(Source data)

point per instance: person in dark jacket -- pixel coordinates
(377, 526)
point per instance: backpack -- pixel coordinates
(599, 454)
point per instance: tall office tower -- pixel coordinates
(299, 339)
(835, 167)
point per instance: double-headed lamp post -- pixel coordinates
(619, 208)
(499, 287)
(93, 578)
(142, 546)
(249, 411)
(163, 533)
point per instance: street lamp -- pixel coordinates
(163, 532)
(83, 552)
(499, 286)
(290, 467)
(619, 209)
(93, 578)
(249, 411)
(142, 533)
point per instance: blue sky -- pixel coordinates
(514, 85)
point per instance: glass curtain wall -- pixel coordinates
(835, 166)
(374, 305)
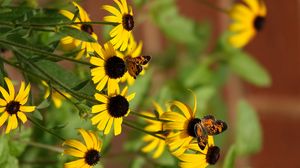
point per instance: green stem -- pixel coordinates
(45, 129)
(22, 69)
(148, 117)
(9, 43)
(213, 6)
(43, 146)
(142, 130)
(55, 80)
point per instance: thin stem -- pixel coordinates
(213, 6)
(22, 69)
(148, 117)
(141, 130)
(55, 80)
(43, 146)
(45, 129)
(9, 43)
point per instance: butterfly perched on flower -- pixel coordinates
(208, 125)
(135, 64)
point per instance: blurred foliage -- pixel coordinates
(185, 64)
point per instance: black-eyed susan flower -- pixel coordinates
(248, 19)
(55, 96)
(154, 144)
(124, 23)
(181, 124)
(209, 156)
(88, 153)
(109, 68)
(70, 43)
(13, 107)
(134, 61)
(111, 111)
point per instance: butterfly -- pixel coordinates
(134, 65)
(208, 125)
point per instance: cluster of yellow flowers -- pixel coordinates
(119, 61)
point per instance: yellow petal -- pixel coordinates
(10, 88)
(108, 126)
(27, 108)
(3, 118)
(102, 98)
(117, 126)
(74, 152)
(75, 164)
(87, 139)
(99, 108)
(22, 117)
(184, 108)
(76, 144)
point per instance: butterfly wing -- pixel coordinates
(212, 126)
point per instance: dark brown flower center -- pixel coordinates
(128, 22)
(213, 154)
(115, 67)
(259, 23)
(87, 28)
(191, 126)
(13, 107)
(118, 106)
(92, 157)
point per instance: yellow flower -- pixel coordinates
(111, 111)
(70, 43)
(13, 108)
(248, 19)
(125, 23)
(134, 50)
(182, 126)
(88, 154)
(55, 96)
(109, 68)
(154, 144)
(209, 156)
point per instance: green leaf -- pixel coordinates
(138, 162)
(17, 147)
(4, 149)
(247, 68)
(140, 87)
(80, 35)
(204, 94)
(248, 130)
(177, 27)
(230, 157)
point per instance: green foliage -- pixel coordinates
(247, 68)
(248, 130)
(230, 157)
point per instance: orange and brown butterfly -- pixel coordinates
(208, 125)
(135, 65)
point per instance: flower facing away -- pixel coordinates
(181, 124)
(70, 43)
(154, 144)
(134, 61)
(124, 23)
(109, 68)
(88, 153)
(111, 111)
(248, 19)
(55, 96)
(13, 107)
(209, 156)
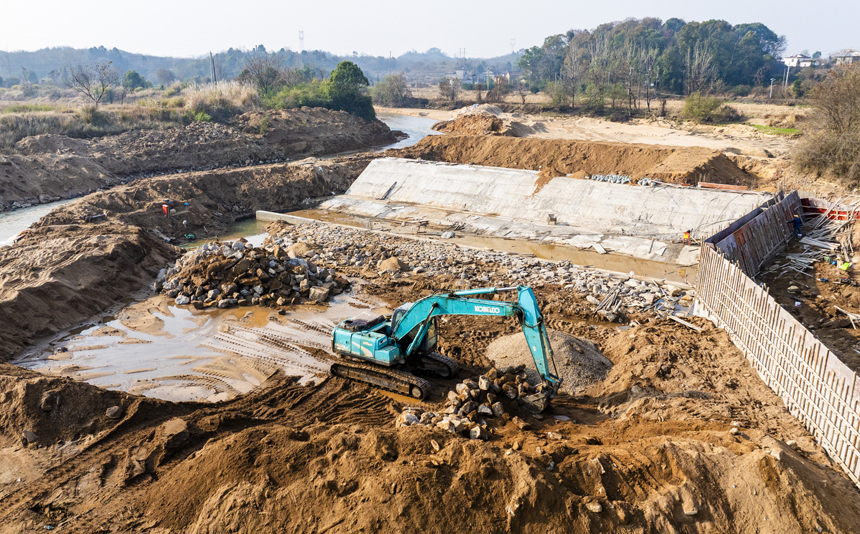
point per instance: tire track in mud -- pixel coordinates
(279, 402)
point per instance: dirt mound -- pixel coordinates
(56, 277)
(239, 274)
(559, 157)
(473, 124)
(206, 202)
(314, 131)
(486, 109)
(41, 411)
(53, 166)
(578, 362)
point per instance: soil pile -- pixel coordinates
(560, 157)
(47, 167)
(578, 361)
(474, 124)
(239, 274)
(681, 437)
(205, 203)
(56, 277)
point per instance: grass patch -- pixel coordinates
(27, 108)
(775, 131)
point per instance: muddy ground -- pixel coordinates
(215, 198)
(55, 277)
(47, 167)
(560, 157)
(820, 291)
(680, 437)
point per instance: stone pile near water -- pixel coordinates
(222, 275)
(471, 401)
(363, 251)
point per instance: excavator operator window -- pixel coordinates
(429, 344)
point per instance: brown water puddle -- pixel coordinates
(157, 349)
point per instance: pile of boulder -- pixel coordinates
(471, 401)
(359, 251)
(223, 275)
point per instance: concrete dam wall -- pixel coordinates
(520, 195)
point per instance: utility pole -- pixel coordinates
(212, 65)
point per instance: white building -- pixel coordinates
(795, 61)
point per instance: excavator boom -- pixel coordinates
(410, 334)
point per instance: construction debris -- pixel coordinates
(228, 274)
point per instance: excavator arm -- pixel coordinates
(525, 309)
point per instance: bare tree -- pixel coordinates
(92, 81)
(832, 133)
(700, 68)
(521, 90)
(449, 88)
(265, 72)
(164, 76)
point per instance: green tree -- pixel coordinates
(392, 90)
(832, 133)
(132, 80)
(92, 81)
(346, 88)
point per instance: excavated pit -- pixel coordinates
(636, 221)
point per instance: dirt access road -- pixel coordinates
(49, 167)
(681, 436)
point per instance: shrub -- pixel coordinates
(701, 108)
(221, 100)
(392, 91)
(832, 133)
(313, 94)
(741, 90)
(24, 108)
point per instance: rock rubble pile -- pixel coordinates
(223, 275)
(470, 402)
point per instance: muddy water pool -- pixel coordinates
(156, 349)
(13, 223)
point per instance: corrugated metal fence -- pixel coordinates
(817, 388)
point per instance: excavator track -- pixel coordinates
(390, 379)
(439, 364)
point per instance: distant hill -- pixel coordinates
(426, 66)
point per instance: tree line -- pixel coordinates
(629, 62)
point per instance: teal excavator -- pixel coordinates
(385, 351)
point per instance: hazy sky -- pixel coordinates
(484, 28)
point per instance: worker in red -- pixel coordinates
(796, 223)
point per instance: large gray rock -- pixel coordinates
(318, 294)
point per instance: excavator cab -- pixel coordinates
(428, 343)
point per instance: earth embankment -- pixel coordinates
(48, 167)
(57, 276)
(680, 437)
(214, 198)
(559, 157)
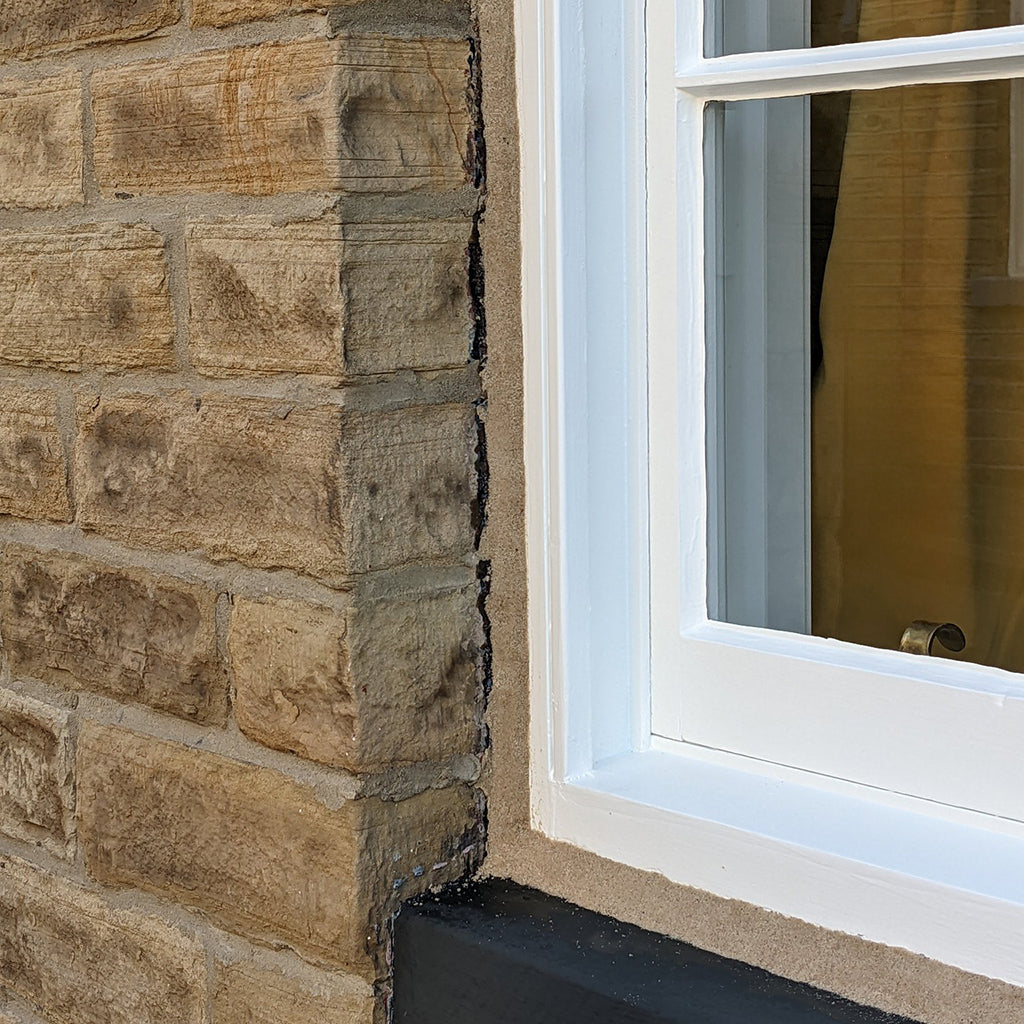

=== Given problem ===
Please count the lines in the source data above that contain the string "butterfly", with case counting, and give only the number.

=== Answer to the task ===
4